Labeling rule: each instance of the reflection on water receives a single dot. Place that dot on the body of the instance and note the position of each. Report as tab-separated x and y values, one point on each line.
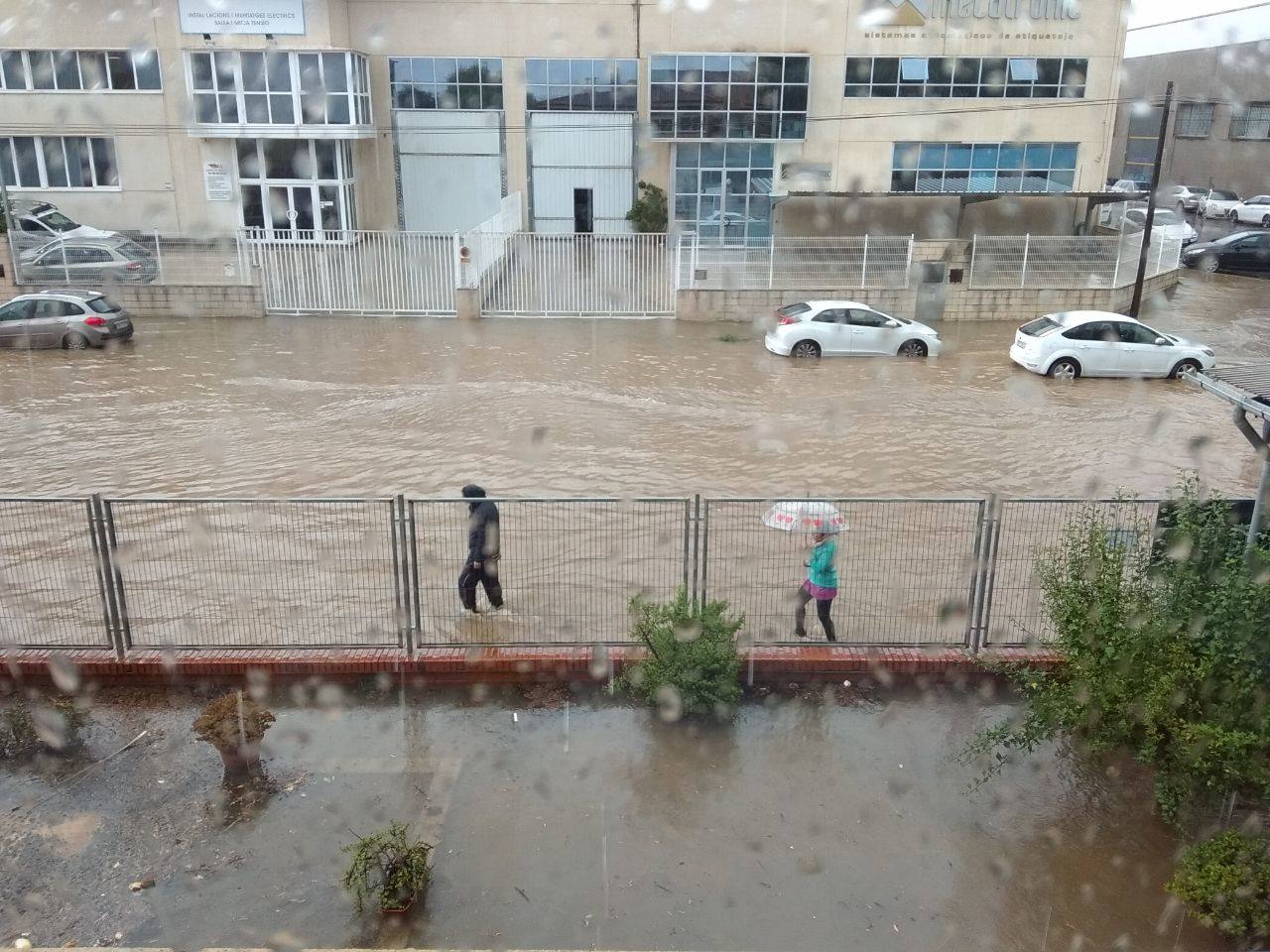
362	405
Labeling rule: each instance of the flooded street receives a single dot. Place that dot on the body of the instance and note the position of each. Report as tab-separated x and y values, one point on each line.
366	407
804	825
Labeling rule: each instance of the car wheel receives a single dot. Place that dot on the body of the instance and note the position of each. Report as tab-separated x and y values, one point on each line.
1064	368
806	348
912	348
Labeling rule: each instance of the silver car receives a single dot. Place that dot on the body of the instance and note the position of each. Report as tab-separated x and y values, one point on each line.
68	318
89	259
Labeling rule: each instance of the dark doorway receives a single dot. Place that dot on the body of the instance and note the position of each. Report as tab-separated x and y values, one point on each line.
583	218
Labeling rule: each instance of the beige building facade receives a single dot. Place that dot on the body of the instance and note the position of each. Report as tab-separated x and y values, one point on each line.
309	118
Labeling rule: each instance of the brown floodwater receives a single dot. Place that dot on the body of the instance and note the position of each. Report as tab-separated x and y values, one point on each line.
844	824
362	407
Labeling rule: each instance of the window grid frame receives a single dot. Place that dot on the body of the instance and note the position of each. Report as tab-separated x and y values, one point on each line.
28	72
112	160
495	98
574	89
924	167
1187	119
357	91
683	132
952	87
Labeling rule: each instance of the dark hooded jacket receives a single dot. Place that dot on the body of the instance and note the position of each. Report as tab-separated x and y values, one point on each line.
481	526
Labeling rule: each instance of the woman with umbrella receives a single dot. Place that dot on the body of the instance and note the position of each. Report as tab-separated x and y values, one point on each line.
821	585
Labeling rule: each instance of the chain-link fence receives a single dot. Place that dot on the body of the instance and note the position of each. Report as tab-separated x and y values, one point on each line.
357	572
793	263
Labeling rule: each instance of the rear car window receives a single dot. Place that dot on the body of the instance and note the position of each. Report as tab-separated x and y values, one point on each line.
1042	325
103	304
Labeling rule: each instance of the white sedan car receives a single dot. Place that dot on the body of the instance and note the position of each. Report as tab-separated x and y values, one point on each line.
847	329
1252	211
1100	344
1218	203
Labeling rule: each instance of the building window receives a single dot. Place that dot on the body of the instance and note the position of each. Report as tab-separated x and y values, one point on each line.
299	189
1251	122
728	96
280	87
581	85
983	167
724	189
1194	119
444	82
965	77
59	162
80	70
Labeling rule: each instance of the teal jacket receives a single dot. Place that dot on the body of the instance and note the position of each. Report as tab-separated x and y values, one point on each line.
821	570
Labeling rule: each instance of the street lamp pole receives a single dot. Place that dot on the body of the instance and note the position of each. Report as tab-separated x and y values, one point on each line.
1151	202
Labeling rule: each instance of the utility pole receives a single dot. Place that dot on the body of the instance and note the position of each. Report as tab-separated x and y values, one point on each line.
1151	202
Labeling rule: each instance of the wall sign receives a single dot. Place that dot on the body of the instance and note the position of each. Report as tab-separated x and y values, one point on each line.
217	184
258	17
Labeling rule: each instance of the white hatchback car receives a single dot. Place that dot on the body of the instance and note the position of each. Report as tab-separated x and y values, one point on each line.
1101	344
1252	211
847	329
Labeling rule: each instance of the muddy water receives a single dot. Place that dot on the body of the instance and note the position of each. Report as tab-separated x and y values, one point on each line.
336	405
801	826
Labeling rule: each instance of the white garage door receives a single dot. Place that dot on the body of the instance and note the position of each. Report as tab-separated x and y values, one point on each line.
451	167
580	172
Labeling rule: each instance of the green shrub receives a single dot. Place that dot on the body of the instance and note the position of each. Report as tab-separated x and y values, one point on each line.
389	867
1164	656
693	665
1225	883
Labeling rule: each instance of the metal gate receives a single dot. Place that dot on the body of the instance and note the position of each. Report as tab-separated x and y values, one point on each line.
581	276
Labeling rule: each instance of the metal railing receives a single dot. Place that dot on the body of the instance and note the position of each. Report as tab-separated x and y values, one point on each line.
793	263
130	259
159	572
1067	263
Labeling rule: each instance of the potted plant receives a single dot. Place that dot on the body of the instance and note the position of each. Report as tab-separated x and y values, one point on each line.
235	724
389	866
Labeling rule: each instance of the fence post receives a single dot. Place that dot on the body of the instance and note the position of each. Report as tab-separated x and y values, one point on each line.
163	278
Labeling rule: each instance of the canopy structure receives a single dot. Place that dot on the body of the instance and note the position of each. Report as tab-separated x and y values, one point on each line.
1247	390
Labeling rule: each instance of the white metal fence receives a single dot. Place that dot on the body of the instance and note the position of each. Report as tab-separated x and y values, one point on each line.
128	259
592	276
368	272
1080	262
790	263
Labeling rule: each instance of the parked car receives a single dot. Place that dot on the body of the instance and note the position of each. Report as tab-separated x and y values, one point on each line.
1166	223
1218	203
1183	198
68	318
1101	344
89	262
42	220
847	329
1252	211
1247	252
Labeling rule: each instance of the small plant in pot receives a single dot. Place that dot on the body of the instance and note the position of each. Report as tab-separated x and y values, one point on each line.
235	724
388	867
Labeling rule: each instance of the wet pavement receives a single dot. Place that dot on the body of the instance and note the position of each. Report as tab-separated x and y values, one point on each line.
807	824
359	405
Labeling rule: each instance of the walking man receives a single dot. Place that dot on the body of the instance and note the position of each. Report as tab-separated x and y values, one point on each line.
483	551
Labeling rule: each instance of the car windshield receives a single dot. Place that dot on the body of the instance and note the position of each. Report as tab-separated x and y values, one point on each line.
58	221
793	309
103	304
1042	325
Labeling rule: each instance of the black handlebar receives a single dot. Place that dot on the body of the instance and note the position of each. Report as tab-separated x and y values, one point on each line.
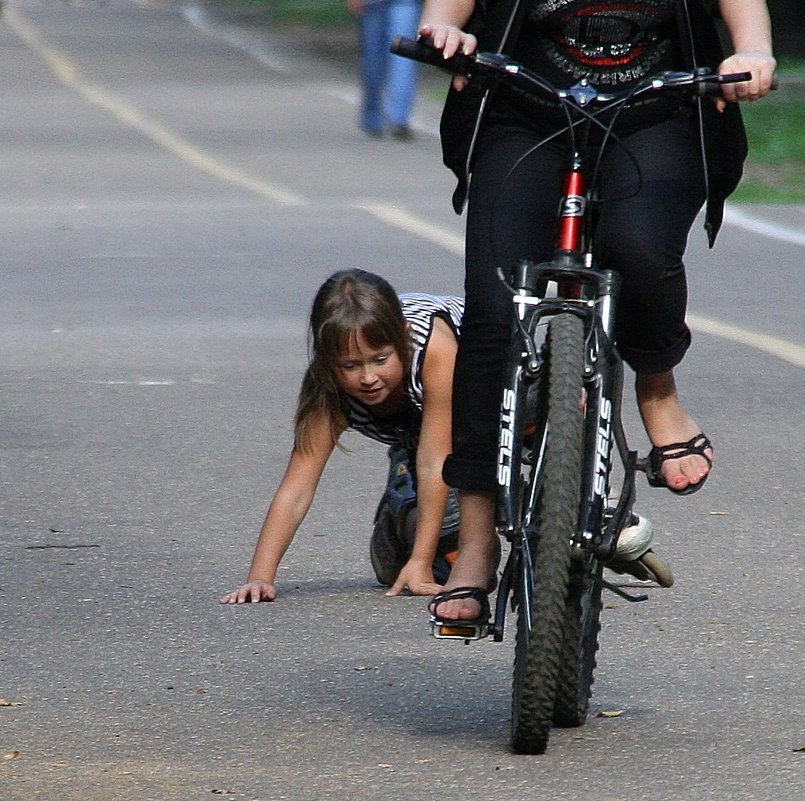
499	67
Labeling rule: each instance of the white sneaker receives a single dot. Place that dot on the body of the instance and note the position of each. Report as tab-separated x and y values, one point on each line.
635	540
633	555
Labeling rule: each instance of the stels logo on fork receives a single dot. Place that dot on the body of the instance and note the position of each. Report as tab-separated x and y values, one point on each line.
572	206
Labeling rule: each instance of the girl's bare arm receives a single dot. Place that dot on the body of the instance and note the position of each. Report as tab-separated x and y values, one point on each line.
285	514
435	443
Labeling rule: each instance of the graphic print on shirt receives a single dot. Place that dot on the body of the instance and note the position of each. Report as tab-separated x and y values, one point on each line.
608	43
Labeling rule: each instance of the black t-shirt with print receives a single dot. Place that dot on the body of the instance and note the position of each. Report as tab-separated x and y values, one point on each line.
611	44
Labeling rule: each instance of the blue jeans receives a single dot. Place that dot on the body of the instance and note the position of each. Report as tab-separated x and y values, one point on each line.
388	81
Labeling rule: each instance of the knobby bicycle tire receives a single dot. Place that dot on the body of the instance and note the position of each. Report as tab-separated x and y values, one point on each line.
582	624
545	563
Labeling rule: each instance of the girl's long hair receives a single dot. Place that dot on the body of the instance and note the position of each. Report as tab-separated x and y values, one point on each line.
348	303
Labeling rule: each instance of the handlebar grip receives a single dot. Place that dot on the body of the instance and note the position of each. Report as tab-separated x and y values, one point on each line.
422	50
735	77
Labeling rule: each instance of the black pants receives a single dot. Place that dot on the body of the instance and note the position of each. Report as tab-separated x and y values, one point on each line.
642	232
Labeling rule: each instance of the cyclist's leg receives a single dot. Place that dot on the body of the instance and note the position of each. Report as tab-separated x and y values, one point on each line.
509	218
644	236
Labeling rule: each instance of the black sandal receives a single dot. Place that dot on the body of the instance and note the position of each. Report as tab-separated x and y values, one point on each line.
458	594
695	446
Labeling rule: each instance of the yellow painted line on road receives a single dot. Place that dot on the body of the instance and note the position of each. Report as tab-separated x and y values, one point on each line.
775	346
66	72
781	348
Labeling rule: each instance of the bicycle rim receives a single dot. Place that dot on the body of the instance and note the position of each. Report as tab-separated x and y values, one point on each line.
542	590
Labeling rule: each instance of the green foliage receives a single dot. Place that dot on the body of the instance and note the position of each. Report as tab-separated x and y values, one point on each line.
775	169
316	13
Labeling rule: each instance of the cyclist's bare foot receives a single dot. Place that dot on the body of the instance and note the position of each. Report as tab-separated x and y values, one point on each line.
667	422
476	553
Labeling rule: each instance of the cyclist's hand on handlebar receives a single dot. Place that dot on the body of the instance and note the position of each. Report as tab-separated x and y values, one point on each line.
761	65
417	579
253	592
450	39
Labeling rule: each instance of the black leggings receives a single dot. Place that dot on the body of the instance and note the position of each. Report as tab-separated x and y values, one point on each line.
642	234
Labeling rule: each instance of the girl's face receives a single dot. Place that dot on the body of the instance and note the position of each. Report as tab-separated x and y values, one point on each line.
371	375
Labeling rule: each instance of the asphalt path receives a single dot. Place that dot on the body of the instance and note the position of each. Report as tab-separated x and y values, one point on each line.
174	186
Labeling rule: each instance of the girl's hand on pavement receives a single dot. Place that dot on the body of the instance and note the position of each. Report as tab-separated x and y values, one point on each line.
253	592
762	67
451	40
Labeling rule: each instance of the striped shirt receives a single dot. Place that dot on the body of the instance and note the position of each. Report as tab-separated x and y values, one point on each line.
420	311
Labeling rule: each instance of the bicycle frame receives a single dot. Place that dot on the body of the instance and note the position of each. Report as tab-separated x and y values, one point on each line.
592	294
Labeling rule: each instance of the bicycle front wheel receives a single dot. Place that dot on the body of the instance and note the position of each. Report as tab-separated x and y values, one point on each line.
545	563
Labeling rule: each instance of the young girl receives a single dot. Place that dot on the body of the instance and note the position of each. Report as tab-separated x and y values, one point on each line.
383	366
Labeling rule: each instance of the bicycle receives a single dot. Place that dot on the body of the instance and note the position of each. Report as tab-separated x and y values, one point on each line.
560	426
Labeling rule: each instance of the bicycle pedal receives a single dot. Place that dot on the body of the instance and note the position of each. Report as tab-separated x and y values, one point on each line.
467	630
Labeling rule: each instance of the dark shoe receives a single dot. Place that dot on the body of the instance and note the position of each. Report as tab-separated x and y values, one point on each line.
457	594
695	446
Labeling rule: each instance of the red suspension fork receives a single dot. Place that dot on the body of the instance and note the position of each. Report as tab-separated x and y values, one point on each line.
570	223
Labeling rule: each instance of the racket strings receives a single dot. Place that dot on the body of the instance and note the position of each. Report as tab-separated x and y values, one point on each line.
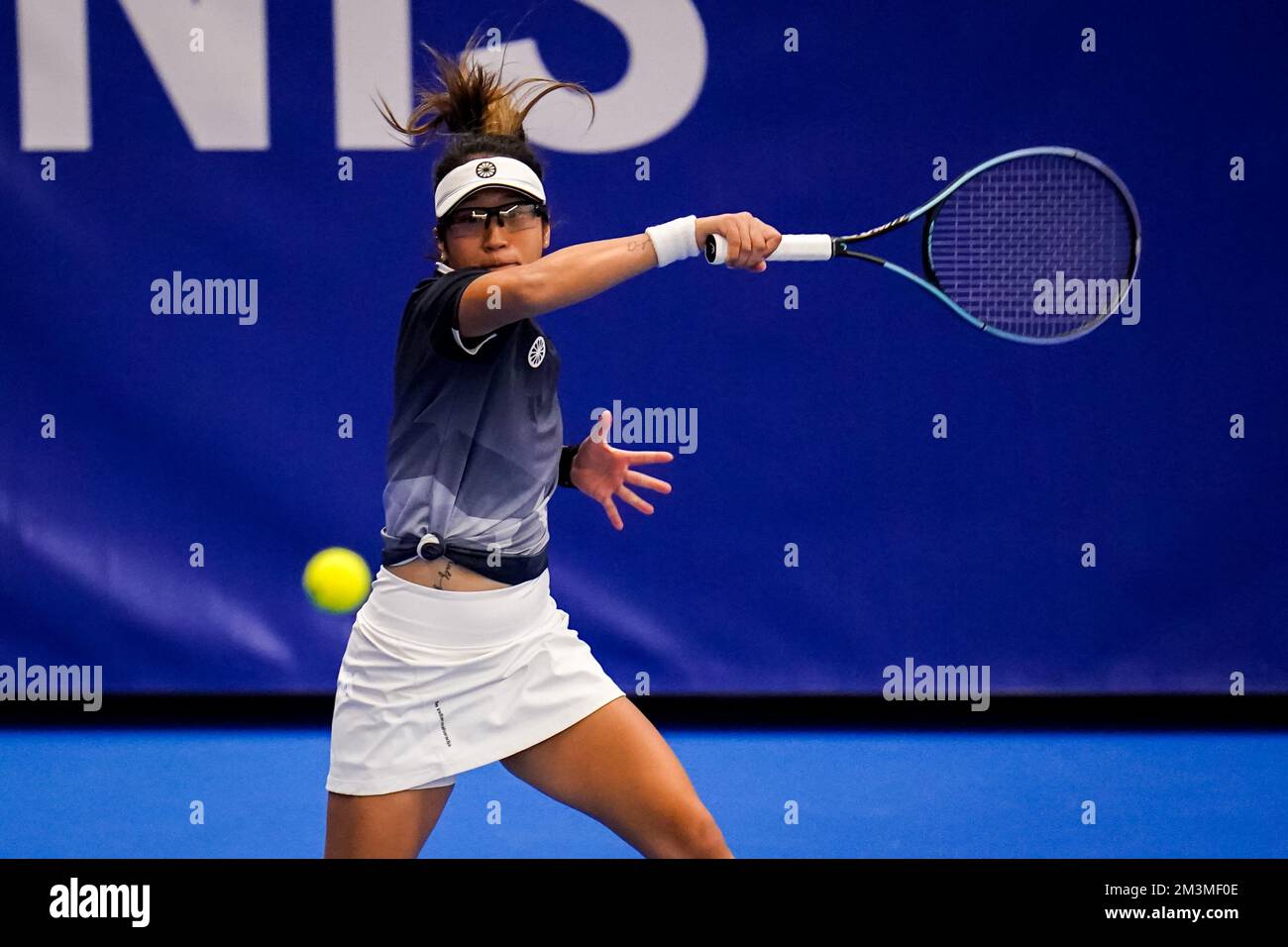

+-------+

# Work to do:
Print once more, exactly, the lines from the one with "Labeling rule: each instance of the bicycle frame" through the last line of the data, both ends included, without any pictures.

# The response:
Labeling rule: each instance of the bicycle frame receives a single dot. Place that dot on the body of the instance and note the position of each. Report as tab-separated x and y values, one point on each line.
592	294
Labeling rule: each instance of the bicycle front wheel receives a single dot. Place that dot on the body of the instance and note the position of each. Report as tab-separated x and y values, one point on each line.
545	563
Labeling rule: each instance of the young girl receives a single dot. Place that dot on the body of the instance and note the position of each. Report as tab-separated x and y values, one point on each line.
383	366
Labeling rule: each instance of the bicycle receives a single dot. Place that dot on the body of the instance and note the position of each. Report as tab-separated x and y values, one point on each line.
560	426
Labeling rule: each instance of the bicycle pedal receives a single dot. Place that dot on the body of the instance and note the position of each. Report as tab-separated x and y values, one point on each line.
467	630
Labeling rule: each instance of the dark shoe receives a single dot. Place that dot on the body of the instance and note the position of each. Report as tab-separated x and y values, one point on each line.
457	594
695	446
Labeling rule: each instance of the red suspension fork receives a single dot. Place that dot on the body of the instance and note the position of each. Report as tab-separated x and y values, one point on each line.
570	223
Labeling rule: each instance of the racket strings receives a single dot. Place that dot on the body of the instance and note the position of each. Report as tab-separated x and y values, one point on each line.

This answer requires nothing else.